Substitute "widest part" for each occurrence of "thickest part" throughout the listing below, and write the whole listing out again with everything else unchanged. Leave the pictures out.

══════

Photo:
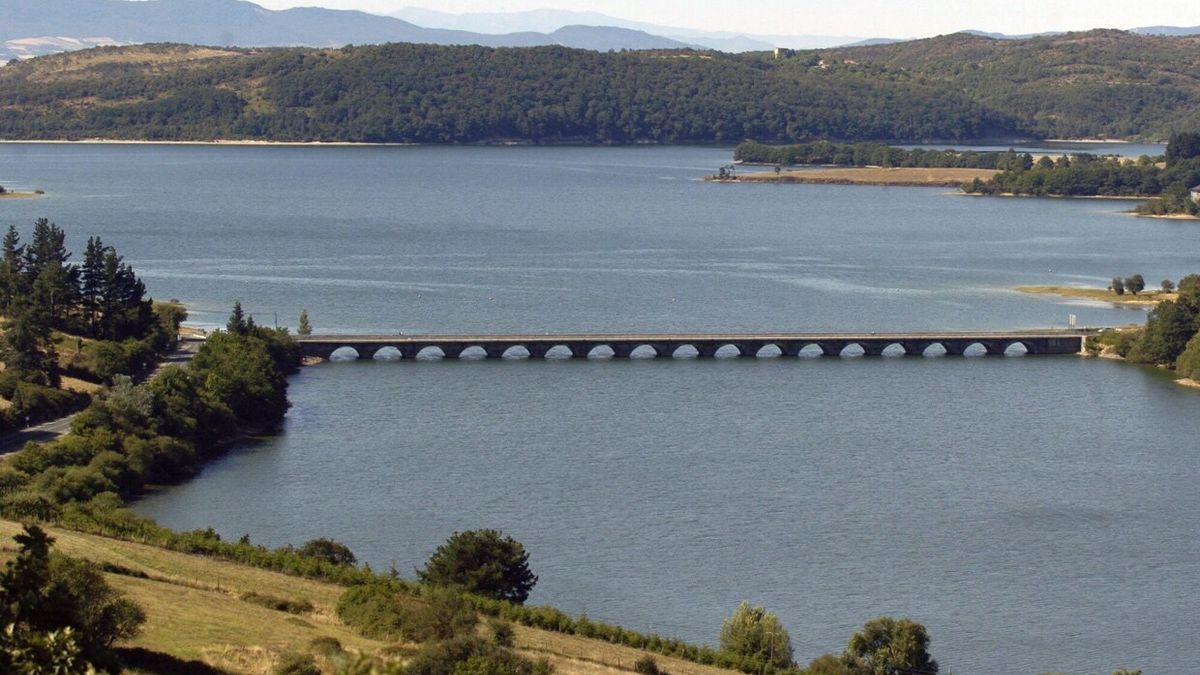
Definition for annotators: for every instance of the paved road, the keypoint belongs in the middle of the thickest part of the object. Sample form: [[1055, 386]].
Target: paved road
[[55, 429]]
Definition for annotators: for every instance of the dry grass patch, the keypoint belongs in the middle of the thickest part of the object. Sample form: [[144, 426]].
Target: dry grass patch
[[875, 175], [585, 656], [1102, 294]]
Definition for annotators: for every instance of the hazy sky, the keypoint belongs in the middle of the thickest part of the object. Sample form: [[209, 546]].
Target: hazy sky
[[892, 18]]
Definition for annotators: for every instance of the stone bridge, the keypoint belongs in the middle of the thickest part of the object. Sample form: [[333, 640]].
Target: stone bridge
[[1033, 342]]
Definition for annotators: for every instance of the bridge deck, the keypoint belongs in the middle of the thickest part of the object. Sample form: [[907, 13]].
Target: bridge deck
[[706, 344], [401, 338]]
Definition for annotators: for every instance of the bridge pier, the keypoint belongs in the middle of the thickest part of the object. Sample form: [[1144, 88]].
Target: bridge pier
[[706, 345], [832, 348], [873, 347], [916, 347]]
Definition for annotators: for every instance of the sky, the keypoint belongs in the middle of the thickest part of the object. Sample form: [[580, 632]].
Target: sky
[[885, 18]]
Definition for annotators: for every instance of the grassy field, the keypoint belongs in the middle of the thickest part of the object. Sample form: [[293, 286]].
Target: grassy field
[[874, 175], [1103, 294], [196, 611]]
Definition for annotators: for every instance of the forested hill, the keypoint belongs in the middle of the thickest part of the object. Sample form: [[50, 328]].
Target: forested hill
[[430, 94], [953, 88], [1083, 84]]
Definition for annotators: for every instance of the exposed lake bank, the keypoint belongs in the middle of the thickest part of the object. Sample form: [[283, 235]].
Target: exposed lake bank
[[1102, 294], [901, 177]]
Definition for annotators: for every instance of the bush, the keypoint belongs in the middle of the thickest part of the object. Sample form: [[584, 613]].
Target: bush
[[293, 663], [647, 665], [472, 656], [279, 604], [754, 633], [503, 634], [42, 593], [329, 550], [484, 562], [327, 646], [378, 610]]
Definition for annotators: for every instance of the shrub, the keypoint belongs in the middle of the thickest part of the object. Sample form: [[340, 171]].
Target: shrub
[[293, 663], [753, 632], [279, 604], [472, 656], [335, 553], [327, 646], [484, 562], [378, 610], [503, 634], [647, 665]]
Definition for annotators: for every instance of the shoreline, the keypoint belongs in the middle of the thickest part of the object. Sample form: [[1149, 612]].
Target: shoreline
[[1165, 216], [215, 142], [900, 177], [1149, 298]]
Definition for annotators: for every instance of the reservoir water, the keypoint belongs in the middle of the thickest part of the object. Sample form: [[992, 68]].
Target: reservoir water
[[1036, 514]]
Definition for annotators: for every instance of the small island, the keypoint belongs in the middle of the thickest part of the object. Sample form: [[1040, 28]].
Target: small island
[[1121, 291], [900, 177], [5, 193]]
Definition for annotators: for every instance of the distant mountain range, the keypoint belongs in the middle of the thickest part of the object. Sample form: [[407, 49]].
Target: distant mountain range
[[544, 21], [33, 28], [1168, 30]]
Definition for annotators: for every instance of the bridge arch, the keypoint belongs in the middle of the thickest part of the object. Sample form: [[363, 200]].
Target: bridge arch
[[516, 352], [343, 353], [811, 351], [1018, 348], [430, 352], [769, 351], [643, 351], [558, 352], [729, 351], [685, 352], [975, 348], [600, 351], [388, 353]]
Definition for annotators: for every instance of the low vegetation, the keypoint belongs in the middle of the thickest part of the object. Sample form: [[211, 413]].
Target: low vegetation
[[1170, 335], [958, 87], [1087, 175], [826, 153], [90, 322]]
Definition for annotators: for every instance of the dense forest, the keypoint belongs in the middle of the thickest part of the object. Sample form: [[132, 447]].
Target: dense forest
[[1089, 175], [876, 155], [951, 88]]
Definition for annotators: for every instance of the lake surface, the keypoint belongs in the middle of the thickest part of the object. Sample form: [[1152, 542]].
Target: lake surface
[[1035, 513]]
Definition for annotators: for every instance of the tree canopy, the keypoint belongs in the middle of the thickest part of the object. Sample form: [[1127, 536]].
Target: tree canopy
[[485, 562]]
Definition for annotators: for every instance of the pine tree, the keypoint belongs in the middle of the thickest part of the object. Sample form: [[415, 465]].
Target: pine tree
[[27, 347], [12, 280], [91, 282], [237, 323]]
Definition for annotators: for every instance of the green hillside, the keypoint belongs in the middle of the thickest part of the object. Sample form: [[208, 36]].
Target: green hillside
[[952, 88]]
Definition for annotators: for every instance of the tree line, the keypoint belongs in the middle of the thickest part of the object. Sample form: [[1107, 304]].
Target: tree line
[[431, 94], [1089, 175], [96, 311], [877, 155], [1169, 339]]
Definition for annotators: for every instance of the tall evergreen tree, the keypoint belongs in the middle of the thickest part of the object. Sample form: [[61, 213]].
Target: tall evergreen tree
[[54, 282], [91, 282], [27, 347], [237, 323], [12, 279]]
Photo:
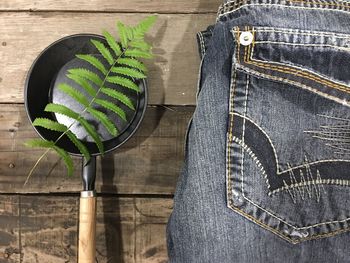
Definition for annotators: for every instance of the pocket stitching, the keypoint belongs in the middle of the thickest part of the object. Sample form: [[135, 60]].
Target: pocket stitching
[[229, 186], [283, 68]]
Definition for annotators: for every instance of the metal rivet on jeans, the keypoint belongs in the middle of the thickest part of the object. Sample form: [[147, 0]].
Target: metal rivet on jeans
[[246, 38]]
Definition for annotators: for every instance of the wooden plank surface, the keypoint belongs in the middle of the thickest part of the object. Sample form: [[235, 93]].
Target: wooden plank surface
[[44, 229], [149, 162], [172, 73], [169, 6]]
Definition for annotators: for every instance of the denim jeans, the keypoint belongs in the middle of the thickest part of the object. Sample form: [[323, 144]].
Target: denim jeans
[[266, 174]]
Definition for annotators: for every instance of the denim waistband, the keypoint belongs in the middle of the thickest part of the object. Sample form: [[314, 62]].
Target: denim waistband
[[230, 6]]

══════

▶ _Complete response_:
Photo:
Definition for annotators: for every instance of the paved road, the keypoint belongs in the middle of the widest part of the object. Sample form: [[1055, 386]].
Target: paved road
[[55, 429]]
Definition for annotators: for every instance of the dry grass patch, the keypoint belongs in the middle of the widest part of the object. Sample form: [[144, 426]].
Target: dry grass patch
[[875, 175], [585, 656], [1102, 294]]
Definition for annotators: for every instance of the hazy sky, the keypoint belongs in the middle of the widest part of the object. Sample form: [[209, 546]].
Target: hazy sky
[[892, 18]]
Definition for annotators: for every instance of the stone bridge, the keypoint belongs in the middle of the widest part of the object. Sample form: [[333, 640]].
Target: stone bridge
[[1033, 342]]
Definition for annotators: for every instance of the bridge deck, the keypoint belongs in the middle of the widest part of the object. Sample form: [[907, 13]].
Target: bridge deck
[[706, 344], [401, 338]]
Definition for annotators: for every instance of the bridge pier, the keypoint belongs in the middle of the widest part of the object. Sample form: [[1144, 88]].
Target: bridge pier
[[706, 345], [832, 348], [873, 347], [916, 347]]
Definition for annotators: for every instance of the sky, the keypoint belongs in the middle of the widest part of the object. Sample form: [[580, 632]].
Target: sky
[[885, 18]]
Definition for annotators: for every instance of the grassy field, the keypoint belongs in the middle of the widest part of the object. Sample form: [[293, 286]].
Target: grassy field
[[874, 175], [1103, 294], [196, 611]]
Definition for annotators: for every instance of the forested hill, the keypoint belongs in the middle of the widest part of the object. Sample form: [[50, 328]].
Target: forested hill
[[430, 94], [953, 88], [1083, 84]]
Definition for annotators: for every instance of the exposed lake bank, the keypoint belongs in the middle of the widest part of the object. Sample form: [[283, 235]].
Target: exposed lake bank
[[1102, 294], [901, 177]]
Definition for annotators: for every instance of the bush, the keypoint belongs in the middle of the widest part of the object. Sample form: [[584, 613]].
Target: bush
[[293, 663], [647, 665], [472, 656], [279, 604], [754, 633], [503, 634], [42, 593], [329, 550], [484, 562], [327, 646], [378, 610]]
Definition for annotators: for every instance of the shrub, the keypoint belongs in the middle of the widest part of the object. Sample form: [[340, 171]].
Target: shrub
[[293, 663], [753, 632], [279, 604], [472, 656], [335, 553], [327, 646], [484, 562], [378, 610], [503, 634], [647, 665]]
Definition for annotators: for every instance of the shoreline, the keypoint belongs in the middle of the widest part of the object. Sample form: [[1149, 612]].
Target: shoreline
[[1165, 216], [215, 142], [900, 177], [1149, 298]]
Definition for annotators: for every instance of the reservoir water, the keypoint belongs in the middle of the widest part of the object. Sample form: [[992, 68]].
Target: reservoir water
[[1036, 514]]
Definition for annotators: for every instance of the small island, the keypoint belongs in the middle of the widest part of the object. Sample form: [[1040, 28]].
Target: small island
[[1121, 291], [900, 177], [5, 193]]
Definition for annotators: for every instance of the distant mountain range, the keypoint belongs in the middle of the widest part of the object. Sample form: [[407, 49]].
Target: distant mountain range
[[544, 21], [33, 28], [1168, 30]]
Definition for annotators: for every instance of the bridge arch, the keypoint belongs in the middle of the widest part of the object. Sample form: [[363, 200]].
Target: bridge arch
[[516, 352], [343, 353], [811, 351], [1018, 348], [430, 352], [769, 351], [643, 351], [558, 352], [729, 351], [685, 352], [975, 348], [600, 351], [388, 353]]
Definition for annotators: for every instance of the low vegetation, the keypoint belongs in the middle of the widest part of the object. Sample form: [[211, 413]].
Target: low vegetation
[[1170, 335], [958, 87], [1087, 175], [826, 153], [90, 322]]
Definition for annotators: for every instance of the dense forest, the keypoint belongs in the middle of the widest part of the object. Sample form: [[132, 447]].
Target: dense forest
[[1089, 175], [876, 155], [951, 88]]
Definition for annotators: for every instance of the lake surface, the keypoint belongs in the middle of the widest part of the object. Sample form: [[1152, 542]].
Target: lake surface
[[1035, 513]]
Definition for annotators: for every instance of the tree canopy, the keypoint belongs in the middle of the widest part of the object. Sample form: [[1127, 536]].
Target: tree canopy
[[485, 562]]
Definition for annotators: for every instance of the pine tree, the keypoint belongs in the middle of the widest part of the object. Sample form: [[415, 465]].
Target: pine tree
[[27, 347], [12, 280], [91, 282], [237, 323]]
Definition for annotators: for every instance of the green hillside, the keypoint belongs in the middle of the widest part of the object. Sample form: [[208, 36]].
Target: green hillside
[[952, 88]]
Definition for annotators: for every instance of the tree line, the keypoint belongs in the middle of the widest part of the object. Sample form: [[1107, 304]].
Target: tree line
[[431, 94], [1089, 175], [96, 311], [877, 155], [1169, 339]]
Definition for annotators: for every instance of the tall evergreen tree, the keypoint belongs in the middle of the widest part of the object. Sample form: [[61, 213]].
Target: tall evergreen tree
[[54, 282], [91, 282], [27, 347], [237, 323], [12, 279]]
Photo:
Definition for annotators: for every instance of the pocket stitching, the keypoint belongs in the middle of the widest part of the object. Sample form: [[135, 60]].
Target: pocket stitching
[[229, 186], [283, 68]]
Definition for annotators: for every instance of the metal rivet on jeans, the keypoint belongs in the middle of the widest part of the object. Sample form: [[147, 0]].
Target: metal rivet on jeans
[[246, 38]]
Definition for annotators: for every instance of the wooden plank surface, the keypoint belongs in the middle of the widest part of the object. Sample form: [[235, 93]].
Target: wooden plank surface
[[44, 229], [149, 162], [172, 73], [169, 6]]
Definition for annotators: for every instance of the denim jeans, the keypoint belongs in the middle of the widest part of the object. Sample form: [[323, 144]].
Target: denim jeans
[[266, 174]]
Definition for annotators: for every instance of the denim waistband, the keypoint belongs in the middle of the widest part of the object. Sample form: [[314, 62]].
Target: denim waistband
[[230, 6]]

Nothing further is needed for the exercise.